[Point localization data]
Start of Block
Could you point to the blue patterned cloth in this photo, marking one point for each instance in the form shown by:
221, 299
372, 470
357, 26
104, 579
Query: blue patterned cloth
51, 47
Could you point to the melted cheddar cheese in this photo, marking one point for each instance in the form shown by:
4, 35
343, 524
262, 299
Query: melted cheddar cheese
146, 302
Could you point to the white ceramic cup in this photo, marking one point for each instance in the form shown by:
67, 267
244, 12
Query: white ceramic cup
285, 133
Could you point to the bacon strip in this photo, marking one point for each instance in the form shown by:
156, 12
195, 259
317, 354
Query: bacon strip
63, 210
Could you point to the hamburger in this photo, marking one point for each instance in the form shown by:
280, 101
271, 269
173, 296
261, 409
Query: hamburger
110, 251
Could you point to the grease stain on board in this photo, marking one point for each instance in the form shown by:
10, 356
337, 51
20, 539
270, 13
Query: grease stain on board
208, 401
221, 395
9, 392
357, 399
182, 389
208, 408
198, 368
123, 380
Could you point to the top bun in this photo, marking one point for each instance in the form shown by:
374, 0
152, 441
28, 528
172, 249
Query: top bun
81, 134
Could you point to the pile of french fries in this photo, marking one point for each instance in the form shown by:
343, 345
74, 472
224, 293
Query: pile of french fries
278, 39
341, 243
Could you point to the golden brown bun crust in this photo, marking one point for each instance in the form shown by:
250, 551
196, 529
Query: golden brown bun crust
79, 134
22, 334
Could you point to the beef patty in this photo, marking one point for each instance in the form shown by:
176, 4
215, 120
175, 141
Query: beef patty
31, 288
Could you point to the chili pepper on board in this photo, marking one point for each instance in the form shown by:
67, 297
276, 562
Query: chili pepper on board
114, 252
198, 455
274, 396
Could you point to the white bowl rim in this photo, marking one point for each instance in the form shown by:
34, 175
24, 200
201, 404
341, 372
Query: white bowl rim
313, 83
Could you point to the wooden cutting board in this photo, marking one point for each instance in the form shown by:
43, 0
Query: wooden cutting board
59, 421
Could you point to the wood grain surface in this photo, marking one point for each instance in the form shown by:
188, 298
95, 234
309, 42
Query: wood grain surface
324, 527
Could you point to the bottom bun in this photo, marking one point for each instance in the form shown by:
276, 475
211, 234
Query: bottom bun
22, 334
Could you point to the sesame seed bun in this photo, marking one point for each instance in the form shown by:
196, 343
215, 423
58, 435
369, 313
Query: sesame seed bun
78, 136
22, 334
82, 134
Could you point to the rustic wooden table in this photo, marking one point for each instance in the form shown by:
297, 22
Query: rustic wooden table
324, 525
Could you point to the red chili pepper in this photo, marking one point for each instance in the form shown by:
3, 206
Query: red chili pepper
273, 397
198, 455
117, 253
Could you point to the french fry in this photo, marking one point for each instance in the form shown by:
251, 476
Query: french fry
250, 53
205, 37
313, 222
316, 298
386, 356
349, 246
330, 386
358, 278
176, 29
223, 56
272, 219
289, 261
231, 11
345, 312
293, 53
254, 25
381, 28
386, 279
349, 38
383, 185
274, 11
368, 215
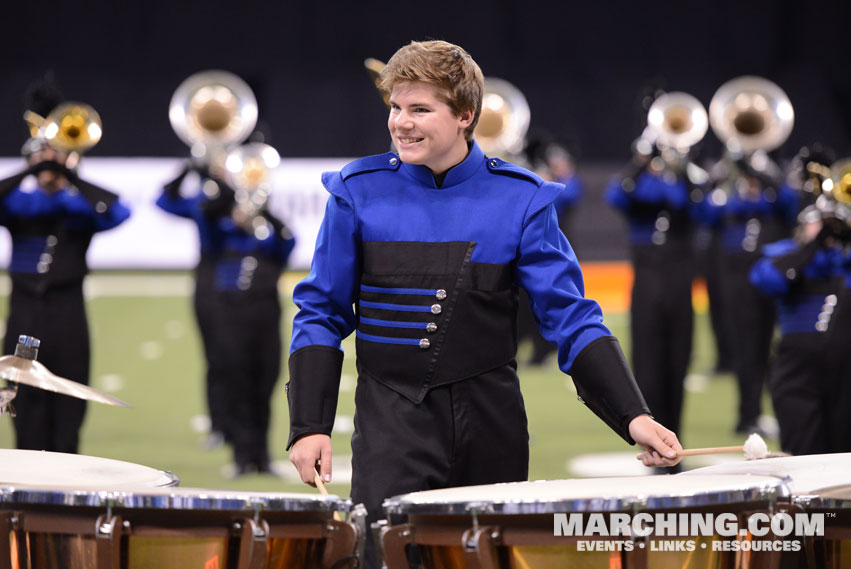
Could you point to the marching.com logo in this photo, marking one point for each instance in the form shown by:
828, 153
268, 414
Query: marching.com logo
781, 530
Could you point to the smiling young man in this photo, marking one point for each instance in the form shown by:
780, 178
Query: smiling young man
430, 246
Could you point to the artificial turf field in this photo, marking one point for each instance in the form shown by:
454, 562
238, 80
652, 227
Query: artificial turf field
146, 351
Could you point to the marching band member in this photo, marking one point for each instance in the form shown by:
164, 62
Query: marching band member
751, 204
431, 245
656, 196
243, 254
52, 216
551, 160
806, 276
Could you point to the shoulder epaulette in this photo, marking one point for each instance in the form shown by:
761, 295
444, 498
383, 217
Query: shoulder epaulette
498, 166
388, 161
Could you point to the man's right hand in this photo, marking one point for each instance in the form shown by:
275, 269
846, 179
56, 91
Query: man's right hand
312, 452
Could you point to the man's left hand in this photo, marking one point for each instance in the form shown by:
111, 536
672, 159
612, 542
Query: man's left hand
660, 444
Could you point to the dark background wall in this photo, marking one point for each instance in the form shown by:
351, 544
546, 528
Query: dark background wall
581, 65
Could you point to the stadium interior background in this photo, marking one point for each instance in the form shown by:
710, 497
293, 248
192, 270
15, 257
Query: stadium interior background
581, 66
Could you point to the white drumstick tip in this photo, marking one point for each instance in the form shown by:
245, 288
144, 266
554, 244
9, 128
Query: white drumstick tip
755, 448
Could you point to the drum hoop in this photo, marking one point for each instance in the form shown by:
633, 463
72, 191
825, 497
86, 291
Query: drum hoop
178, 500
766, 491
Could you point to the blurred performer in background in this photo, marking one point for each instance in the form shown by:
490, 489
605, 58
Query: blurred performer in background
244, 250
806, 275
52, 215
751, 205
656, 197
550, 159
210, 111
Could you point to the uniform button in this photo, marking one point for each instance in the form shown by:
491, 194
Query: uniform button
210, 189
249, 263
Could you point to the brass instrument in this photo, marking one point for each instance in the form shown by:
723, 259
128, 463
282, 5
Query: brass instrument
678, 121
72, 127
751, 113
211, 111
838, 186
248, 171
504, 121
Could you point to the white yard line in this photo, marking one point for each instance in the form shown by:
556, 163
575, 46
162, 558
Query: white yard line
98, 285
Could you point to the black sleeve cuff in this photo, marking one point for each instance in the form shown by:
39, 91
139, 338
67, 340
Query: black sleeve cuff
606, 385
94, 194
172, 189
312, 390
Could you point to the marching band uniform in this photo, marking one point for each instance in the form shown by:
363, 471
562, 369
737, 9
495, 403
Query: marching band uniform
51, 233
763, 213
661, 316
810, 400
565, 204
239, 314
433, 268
End of Block
Start of Block
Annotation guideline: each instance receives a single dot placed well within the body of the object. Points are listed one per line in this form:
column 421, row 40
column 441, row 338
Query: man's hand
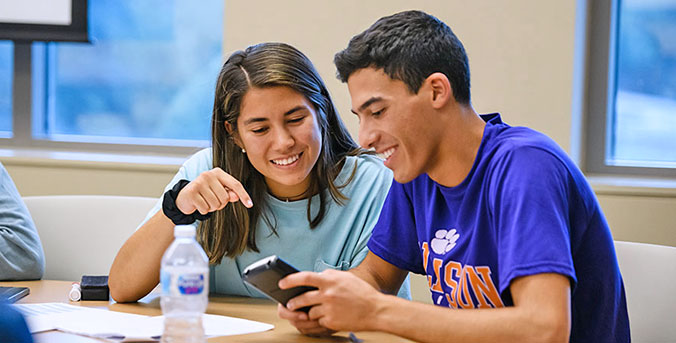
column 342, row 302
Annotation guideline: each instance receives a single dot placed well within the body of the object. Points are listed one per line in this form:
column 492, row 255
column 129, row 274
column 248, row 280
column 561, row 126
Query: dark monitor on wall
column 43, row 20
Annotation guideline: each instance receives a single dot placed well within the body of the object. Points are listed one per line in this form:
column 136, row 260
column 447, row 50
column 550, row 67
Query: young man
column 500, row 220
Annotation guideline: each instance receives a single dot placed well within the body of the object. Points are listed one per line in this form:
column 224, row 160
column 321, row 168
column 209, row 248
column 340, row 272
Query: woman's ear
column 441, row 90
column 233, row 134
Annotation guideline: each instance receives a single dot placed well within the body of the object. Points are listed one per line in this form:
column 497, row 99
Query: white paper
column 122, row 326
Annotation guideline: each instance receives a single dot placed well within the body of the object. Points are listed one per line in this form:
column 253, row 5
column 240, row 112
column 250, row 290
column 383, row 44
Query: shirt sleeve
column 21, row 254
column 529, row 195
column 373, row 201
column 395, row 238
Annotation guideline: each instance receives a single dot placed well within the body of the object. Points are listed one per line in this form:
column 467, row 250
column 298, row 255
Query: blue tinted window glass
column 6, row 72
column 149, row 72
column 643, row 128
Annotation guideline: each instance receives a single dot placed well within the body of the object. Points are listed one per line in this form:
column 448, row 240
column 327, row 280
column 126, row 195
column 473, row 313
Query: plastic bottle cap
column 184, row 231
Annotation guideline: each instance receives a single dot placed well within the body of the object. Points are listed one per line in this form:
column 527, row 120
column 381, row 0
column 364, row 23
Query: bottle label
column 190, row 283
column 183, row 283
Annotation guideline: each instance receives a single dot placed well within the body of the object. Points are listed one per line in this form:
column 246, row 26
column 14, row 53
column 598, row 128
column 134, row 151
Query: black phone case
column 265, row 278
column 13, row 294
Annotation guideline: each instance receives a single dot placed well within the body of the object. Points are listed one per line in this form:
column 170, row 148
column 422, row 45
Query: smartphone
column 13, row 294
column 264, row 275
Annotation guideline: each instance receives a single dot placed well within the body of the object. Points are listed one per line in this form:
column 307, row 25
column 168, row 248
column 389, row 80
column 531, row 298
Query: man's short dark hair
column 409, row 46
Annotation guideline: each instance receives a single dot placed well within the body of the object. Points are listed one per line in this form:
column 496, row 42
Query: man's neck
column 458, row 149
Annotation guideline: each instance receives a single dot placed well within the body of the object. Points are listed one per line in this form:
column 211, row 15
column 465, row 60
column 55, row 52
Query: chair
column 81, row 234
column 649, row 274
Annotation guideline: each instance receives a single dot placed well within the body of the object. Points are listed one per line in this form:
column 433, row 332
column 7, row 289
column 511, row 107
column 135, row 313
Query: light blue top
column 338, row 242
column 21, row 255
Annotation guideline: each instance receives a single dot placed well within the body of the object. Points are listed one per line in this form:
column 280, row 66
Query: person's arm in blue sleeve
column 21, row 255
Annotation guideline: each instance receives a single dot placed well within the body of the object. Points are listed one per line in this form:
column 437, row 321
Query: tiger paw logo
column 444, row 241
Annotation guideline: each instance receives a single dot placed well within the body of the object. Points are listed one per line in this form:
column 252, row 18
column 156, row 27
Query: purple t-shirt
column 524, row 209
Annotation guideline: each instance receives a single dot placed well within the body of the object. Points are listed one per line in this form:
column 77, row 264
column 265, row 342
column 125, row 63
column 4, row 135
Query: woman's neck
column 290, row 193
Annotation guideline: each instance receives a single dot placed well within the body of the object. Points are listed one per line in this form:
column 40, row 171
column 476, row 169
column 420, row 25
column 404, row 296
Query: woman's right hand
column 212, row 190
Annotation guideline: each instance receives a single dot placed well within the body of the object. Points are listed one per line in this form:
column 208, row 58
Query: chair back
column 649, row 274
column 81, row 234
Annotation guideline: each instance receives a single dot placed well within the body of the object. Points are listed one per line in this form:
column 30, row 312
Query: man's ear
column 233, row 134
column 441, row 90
End of Block
Start of Block
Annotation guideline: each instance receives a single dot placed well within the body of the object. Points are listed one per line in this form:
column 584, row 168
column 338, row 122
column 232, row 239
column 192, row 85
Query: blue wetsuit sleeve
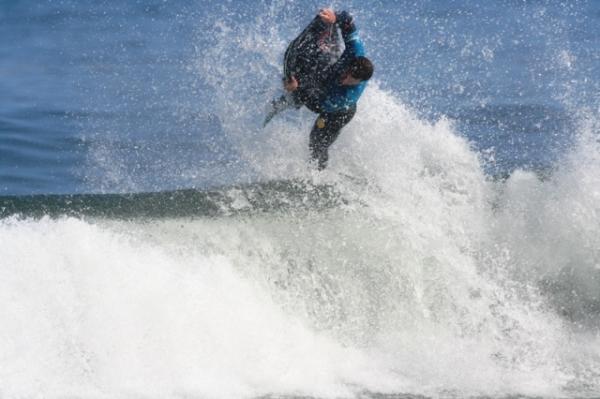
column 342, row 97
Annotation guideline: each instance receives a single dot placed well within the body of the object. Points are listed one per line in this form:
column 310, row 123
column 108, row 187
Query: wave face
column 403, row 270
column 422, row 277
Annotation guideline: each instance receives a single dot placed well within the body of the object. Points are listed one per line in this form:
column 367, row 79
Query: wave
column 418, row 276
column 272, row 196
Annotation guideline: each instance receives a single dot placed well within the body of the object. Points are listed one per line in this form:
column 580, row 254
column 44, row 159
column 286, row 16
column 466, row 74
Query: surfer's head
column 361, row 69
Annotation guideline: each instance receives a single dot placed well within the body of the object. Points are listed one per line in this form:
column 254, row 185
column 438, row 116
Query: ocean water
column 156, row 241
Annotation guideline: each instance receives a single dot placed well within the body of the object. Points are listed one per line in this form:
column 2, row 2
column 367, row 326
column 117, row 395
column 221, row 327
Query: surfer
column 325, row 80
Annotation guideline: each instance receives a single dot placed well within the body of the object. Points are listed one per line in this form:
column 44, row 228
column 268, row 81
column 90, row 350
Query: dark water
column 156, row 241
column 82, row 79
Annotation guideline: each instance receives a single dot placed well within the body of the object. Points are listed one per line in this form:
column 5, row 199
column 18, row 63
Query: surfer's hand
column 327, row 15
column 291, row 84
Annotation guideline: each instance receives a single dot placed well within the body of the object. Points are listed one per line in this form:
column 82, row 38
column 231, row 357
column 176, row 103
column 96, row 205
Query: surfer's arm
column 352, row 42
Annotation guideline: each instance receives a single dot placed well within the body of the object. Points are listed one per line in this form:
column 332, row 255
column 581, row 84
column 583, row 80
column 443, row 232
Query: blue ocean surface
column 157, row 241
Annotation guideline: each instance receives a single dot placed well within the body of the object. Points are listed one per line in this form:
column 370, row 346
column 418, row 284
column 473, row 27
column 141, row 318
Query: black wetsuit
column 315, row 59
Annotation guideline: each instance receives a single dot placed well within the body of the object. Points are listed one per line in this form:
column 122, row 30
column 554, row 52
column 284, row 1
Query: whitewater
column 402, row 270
End of Block
### Exercise description
Your answer should be the lines above, from the line containing "column 108, row 187" up to and including the line containing "column 18, row 63", reproduced exactly and with nothing else.

### Problem solution
column 108, row 187
Query: wave face
column 403, row 270
column 422, row 277
Annotation guideline: each instance receives a single dot placed well within the body of the object. Points are listed one per line in this form:
column 367, row 79
Query: wave
column 418, row 276
column 272, row 196
Annotation guideline: each instance receives a single dot placed well within the body of the object. Points are listed one per line in this form:
column 580, row 254
column 44, row 159
column 286, row 16
column 466, row 74
Query: surfer's head
column 361, row 69
Annotation guideline: each instance receives a single dot placed well within the body of the object. Points are listed one per line in this form:
column 254, row 185
column 438, row 116
Query: ocean water
column 156, row 241
Annotation guideline: each instance receives a single dot placed well within the body of the object. Points are listed one per line in this form:
column 2, row 2
column 367, row 326
column 117, row 395
column 221, row 327
Query: surfer
column 325, row 80
Annotation guideline: each instance receives a single dot placed well within the body of the object. Points are listed one per line in this form:
column 44, row 228
column 268, row 81
column 90, row 350
Query: dark water
column 156, row 241
column 82, row 79
Annotation guideline: each instance receives a single dot placed well within the body of the object. Points are listed one per line in this form:
column 5, row 199
column 18, row 63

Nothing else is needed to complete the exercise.